** START Extracted entries **

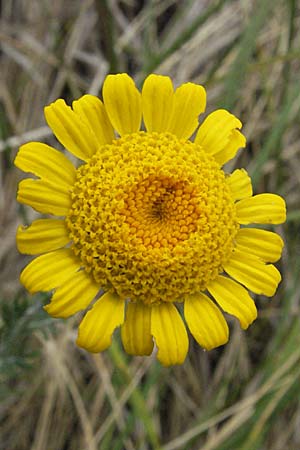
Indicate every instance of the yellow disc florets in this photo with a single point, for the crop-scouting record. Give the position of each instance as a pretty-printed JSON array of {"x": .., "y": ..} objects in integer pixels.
[{"x": 152, "y": 217}]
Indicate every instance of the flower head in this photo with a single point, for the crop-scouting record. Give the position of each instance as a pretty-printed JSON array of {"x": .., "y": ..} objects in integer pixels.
[{"x": 148, "y": 220}]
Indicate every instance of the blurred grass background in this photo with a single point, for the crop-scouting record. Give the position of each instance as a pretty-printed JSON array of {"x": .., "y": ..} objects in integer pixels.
[{"x": 243, "y": 396}]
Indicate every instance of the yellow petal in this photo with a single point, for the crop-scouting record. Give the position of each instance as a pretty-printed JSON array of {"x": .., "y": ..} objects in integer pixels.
[
  {"x": 250, "y": 271},
  {"x": 123, "y": 103},
  {"x": 205, "y": 321},
  {"x": 236, "y": 141},
  {"x": 218, "y": 134},
  {"x": 44, "y": 196},
  {"x": 261, "y": 208},
  {"x": 135, "y": 331},
  {"x": 233, "y": 299},
  {"x": 266, "y": 245},
  {"x": 169, "y": 333},
  {"x": 48, "y": 271},
  {"x": 96, "y": 329},
  {"x": 157, "y": 99},
  {"x": 91, "y": 110},
  {"x": 46, "y": 162},
  {"x": 189, "y": 102},
  {"x": 71, "y": 131},
  {"x": 42, "y": 236},
  {"x": 240, "y": 185},
  {"x": 75, "y": 293}
]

** END Extracted entries **

## Request
Please edit the listing above so that "crop-scouting record" becomes "field survey log" and nothing else changes. Leave the pictures out of your version.

## Reply
Indicate every instance of the yellow disc florets in this photo with a single point, for the field survey log. Give the position of each instance as a pretty-printed JSON array of {"x": .., "y": ..} objects in integer pixels.
[{"x": 152, "y": 217}]
Indicate every instance of the flower head in this photo with a single point, for the field survey log. Give the position of each instance as a pretty-printed JSON array of {"x": .., "y": ..} objects in integer pixels.
[{"x": 148, "y": 220}]
Indicate every instance of the blurred grass background in this photo with a single point, for the field survey log. Give the position of each instance as a pretty-printed JSON array of {"x": .., "y": ..} objects in integer pixels.
[{"x": 243, "y": 396}]
Indicate every instance of the yellow petal in this photo with a single point, for the field survey log. Give the position of each instance as a pretty-printed JSON array of {"x": .., "y": ..} objects in integer pixels.
[
  {"x": 250, "y": 271},
  {"x": 123, "y": 103},
  {"x": 205, "y": 321},
  {"x": 236, "y": 141},
  {"x": 218, "y": 134},
  {"x": 44, "y": 196},
  {"x": 261, "y": 208},
  {"x": 135, "y": 331},
  {"x": 233, "y": 299},
  {"x": 266, "y": 245},
  {"x": 169, "y": 333},
  {"x": 48, "y": 271},
  {"x": 96, "y": 329},
  {"x": 157, "y": 99},
  {"x": 91, "y": 110},
  {"x": 46, "y": 162},
  {"x": 189, "y": 102},
  {"x": 71, "y": 131},
  {"x": 42, "y": 236},
  {"x": 240, "y": 185},
  {"x": 75, "y": 293}
]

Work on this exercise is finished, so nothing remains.